Problem set:
• 1. In the review of Maybe Tomorrow, why do Kenule and Adolphus go back to being friends? Answer in one to three sentences.
• 2. Revise the passage of the Maybe Tomorrow review between "The greatest allusion" and "Ogoni People (MOSOP).", inclusive, changing "fiery" to "fierce".
• 3. Carry on the review of Maybe Tomorrow from the point where it stops.

Source excerpt:
..........

Wednesday, April 17, 2024

Delaying the Evil Day

Published:

By Ayodele Ibiyemi 


  • Title: Maybe Tomorrow
  • Author: Soji Cole
  • Publisher: Kraft Books Limited
  • Number of pages: 79
  • Year of publication: 2013
  • Category: Drama

One of the issues attracting the attention of contemporary Nigerian authors is the environmental crisis in the Niger Delta. It is a crisis of several dimensions. Both native and non-native writers have appraised the issue. In drama, Ahmed Yerima’s Hard Ground, which won several literary prizes, remains one of the most lucid literary representations of the region. No group is spared in the play as the dynamics of the crisis is explored. In Maybe Tomorrow, Soji Cole, despite being from another part of Nigeria’s Southern region, takes the issues addressed in Hard Ground further. The play, like Hard Ground, is published under the same Kraftgriots Series and it is deeper and more insightful with its efficient use of history.

In Maybe Tomorrow, Adolphus Wariboko and Kenule Ododo fought as friends in the Nigerian Civil War which lasted from 1967 to 1970. Despite being from the Niger Delta, they supported the Federal Military Government against the Eastern Region. 30 years after the war, they are on different sides. Kenule has grown disenchanted with successive Federal administrations and formed a militant group. Adolphus on the other hand has become a police officer. When two expatriates are kidnapped, Kenule becomes a suspect, as a militant group leader. Adolphus is sent to interrogate him when he is arrested, and the conversations alternate between friendship and enmity.

Eventually, two junior police officers inform Adolphus that the group involved in the kidnapping has been caught, and it is not Kenule’s group. This resolves the conflict between Kenule and Adolphus and they go back to being friends.

The play has Adolphus and Kenule as the main characters, with two junior police officers as the supporting cast. Most plays that feature few characters are experimental plays by avant-garde playwrights, but Maybe Tomorrow deals with a socially relevant theme while pushing the limits of theatre. The play addresses the historical dimension of the Niger Delta issue through a treatment of the Civil War. Also, the playwright draws on several national tropes. One of the tropes that makes the dialogue resonante is the playwright’s use of real place names. Significant places like Abagana, Forcados, Burutu, Oji River, Ore and Ogoja are adopted. Linguistic inferences are also drawn from Nigeria’s political language. Some of the words used in the play are words that reflect Nigeria’s political history, to wit phrases like ‘in the line of duty’, ‘accidental discharge’ and ‘stray bullet’. The announcement made by the Federal Military Government after the Civil War that it was time for ‘reconciliation, reconstruction and rehabilitation’ is reenacted as well.

The greatest allusion to history in the play is the subtle reference to Ken Saro-Wiwa. Born Keenule Beeson Tsaro-Wiwa, he supported the Nigerian Federal Military government against the breakaway Republic of Biafra during the Civil War, but became a fiery critic of the same government in the wake of human rights abuses, neglect and environmental degradation occasioned by oil exploration. He was a university lecturer, businessman and politician for a while before he became the spokesperson and eventual president of the Movement for the Survival of the Ogoni People (MOSOP).

..........

Data provided:

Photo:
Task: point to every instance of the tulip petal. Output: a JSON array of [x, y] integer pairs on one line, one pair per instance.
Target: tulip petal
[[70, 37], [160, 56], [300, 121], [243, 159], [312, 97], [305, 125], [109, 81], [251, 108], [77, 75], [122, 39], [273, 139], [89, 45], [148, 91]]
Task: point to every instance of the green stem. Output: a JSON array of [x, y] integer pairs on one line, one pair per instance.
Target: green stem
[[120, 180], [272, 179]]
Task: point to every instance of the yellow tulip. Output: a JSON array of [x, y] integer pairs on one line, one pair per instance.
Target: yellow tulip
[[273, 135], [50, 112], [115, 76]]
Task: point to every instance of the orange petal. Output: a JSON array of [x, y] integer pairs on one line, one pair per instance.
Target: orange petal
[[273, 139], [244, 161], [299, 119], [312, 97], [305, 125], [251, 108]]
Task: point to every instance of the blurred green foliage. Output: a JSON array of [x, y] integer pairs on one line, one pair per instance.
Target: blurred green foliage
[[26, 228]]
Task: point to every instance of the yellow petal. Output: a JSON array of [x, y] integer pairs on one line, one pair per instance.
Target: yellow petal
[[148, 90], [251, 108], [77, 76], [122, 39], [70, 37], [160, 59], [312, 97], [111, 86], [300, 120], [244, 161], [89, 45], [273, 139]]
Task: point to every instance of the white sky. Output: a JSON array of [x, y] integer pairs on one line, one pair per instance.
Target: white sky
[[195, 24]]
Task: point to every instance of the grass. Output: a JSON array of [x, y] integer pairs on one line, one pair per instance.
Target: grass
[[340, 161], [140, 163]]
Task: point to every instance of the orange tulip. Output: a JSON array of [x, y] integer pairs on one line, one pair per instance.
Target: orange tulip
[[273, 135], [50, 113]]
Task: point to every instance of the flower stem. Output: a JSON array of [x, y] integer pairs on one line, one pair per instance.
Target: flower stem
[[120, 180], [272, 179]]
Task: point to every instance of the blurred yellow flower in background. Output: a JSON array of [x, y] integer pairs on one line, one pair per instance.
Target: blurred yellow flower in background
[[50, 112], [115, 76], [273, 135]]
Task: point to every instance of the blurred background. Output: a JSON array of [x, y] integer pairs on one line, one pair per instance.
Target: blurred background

..........

Outputs for the tasks:
• 1. Two junior police officers tell Adolphus that the group behind the kidnapping has been caught and that it is not Kenule's group. This resolves the conflict between the two men, and they become friends again.

• 2.
The greatest allusion to history in the play is the subtle reference to Ken Saro-Wiwa. Born Keenule Beeson Tsaro-Wiwa, he supported the Nigerian Federal Military government against the breakaway Republic of Biafra during the Civil War, but became a fierce critic of the same government in the wake of human rights abuses, neglect and environmental degradation occasioned by oil exploration. He was a university lecturer, businessman and politician for a while before he became the spokesperson and eventual president of the Movement for the Survival of the Ogoni People (MOSOP).

• 3.
While he was MOSOP president, he was framed for the murder of four Ogoni chiefs and hanged by the Federal Military Government of Sani Abacha. The trajectory of Kenule’s life bears some resemblance to that of Ken Saro-Wiwa. The allusion becomes direct when Kenule says:

My friend, the pen-man, he tried it. He put them all on papers. He appealed passionately for the rights of his people. What happened? He was hanged! It is a lie when you say that the pen is mightier than the sword (p 24)!

The Argentine revolutionary, Ernesto ‘Che’ Guevara, is invoked as the icon of the struggle during the Civil War. Adolphus and Kenule remember the song they used to sing to celebrate Guevara and invoke him as an inspiration (p 23). This act shows how disconnected they were from reality as it is an irony that Federal forces were invoking a rebel leader for inspiration.

The historical allusions are supported by Biblical allusions in the conversation between the two friends. They make references to Biblical characters like Ehud in the book of Judges, and David and Goliath. Issues such as tribalism, corruption, trust and distrust, loyalty, insecurity, insurgency, police brutality, torture, poverty and minority rights addressed in the play make the play real and timely. Despite Adolphus’s loyalty to the Nigeria Police Force, he rues some of the things they do. For instance, when Kenule questions him about the poster bearing ‘Bail is Free’, he replies:

Oh that? It is a mere decoration for now. We don’t live it. It is the procedure here that you must pay. If you will come to my office, I will tell you some things that you don’t understand (p 77).

When the junior policemen come with the information that the kidnapped expatriates have been released, they are very fearful of their senior officer and nearly incoherent. This shows the state of the Nigeria Police Force and suggests that many of the officers are untrained and unfit for the job.

It is difficult to find fault with the play as it is masterfully and carefully crafted. The riveting conversation between the main characters and the simple language used show how real the playwright wants the play to be. From casual conversations to deep discussions about war, loyalty and friendship, the interlocutors keep the dialogue engaging. Even though the long conversation puts the play at risk of being boring, the playwright keeps it engaging by using memory and history. With actors who know their onions, the stage enactment of the play is promising. In one of the places where corruption is treated, it is woven into a real-life experience:

AW: This country is for all of us.
KO: It is not for me! It is for those who sit there! It is for those who call themselves humans and turn us into slaves! It is for those who have food to eat and waste, not minding that some of us eat from the dustbin! It is for those who come to us on their knees proclaiming to have no shoes only to get to the position of leadership and become robbers!

This subtle reference is to Dr Goodluck Jonathan, Nigeria’s president from 2009 to 2015. He campaigned with the story of being from a poor family, having had no shoes as a teenager. He won the election but his administration continued Nigeria’s long history of waste and corruption.

On the issue of ownership and oil derivatives, Cole writes exactly like someone who feels the way most Niger Deltans feel, despite not being from the Niger Delta. The conversation goes thus:

AW: Everything about your fight is destructive! You go about blowing up oil pipes, kidnapping people, disrupting the peace…!
KO: There was never peace …!
AW: You don’t understand that what you’re doing is destroying your own properties and that of future generations!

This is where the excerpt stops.